■ WHAT YOU SHOULD DO
Across the entries below, how many lines include "above"? Give the number and nothing else.

■ SUPPLIED MATERIAL
BEGIN

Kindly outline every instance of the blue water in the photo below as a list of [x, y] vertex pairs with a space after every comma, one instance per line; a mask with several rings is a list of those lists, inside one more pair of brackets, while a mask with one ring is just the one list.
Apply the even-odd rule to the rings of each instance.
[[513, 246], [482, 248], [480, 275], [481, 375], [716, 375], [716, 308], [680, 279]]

END
BEGIN

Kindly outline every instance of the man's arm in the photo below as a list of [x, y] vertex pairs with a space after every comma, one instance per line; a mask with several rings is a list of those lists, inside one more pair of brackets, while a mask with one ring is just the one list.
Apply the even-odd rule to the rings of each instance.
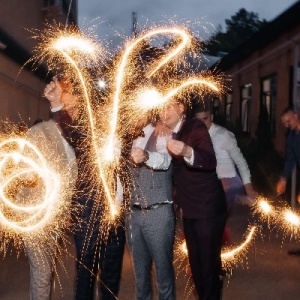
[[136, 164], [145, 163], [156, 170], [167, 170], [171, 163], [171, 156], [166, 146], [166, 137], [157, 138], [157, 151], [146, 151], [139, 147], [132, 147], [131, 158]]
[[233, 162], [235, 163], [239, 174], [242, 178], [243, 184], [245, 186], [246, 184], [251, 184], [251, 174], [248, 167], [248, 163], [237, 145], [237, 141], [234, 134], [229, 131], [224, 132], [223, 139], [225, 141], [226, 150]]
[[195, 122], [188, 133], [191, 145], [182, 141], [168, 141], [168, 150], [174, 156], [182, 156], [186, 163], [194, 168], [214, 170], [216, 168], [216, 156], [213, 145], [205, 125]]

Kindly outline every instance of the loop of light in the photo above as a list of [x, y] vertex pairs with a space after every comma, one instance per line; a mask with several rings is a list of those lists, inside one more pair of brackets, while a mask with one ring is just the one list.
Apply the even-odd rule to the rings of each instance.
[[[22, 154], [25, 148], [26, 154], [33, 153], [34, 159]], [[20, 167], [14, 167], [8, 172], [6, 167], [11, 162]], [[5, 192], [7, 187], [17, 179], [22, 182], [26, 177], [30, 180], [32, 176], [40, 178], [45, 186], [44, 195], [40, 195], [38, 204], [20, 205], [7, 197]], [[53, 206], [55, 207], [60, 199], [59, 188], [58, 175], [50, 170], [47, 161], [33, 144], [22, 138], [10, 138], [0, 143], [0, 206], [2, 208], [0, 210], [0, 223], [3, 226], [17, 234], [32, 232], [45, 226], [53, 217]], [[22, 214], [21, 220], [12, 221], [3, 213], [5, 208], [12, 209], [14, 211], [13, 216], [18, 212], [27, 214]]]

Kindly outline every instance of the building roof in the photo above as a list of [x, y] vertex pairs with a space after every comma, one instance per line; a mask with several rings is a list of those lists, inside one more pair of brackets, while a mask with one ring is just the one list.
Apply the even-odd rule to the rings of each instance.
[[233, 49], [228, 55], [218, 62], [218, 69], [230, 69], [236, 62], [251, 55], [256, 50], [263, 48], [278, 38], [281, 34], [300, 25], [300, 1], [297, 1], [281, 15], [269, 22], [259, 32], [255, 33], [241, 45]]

END

■ RESPONSE BELOW
2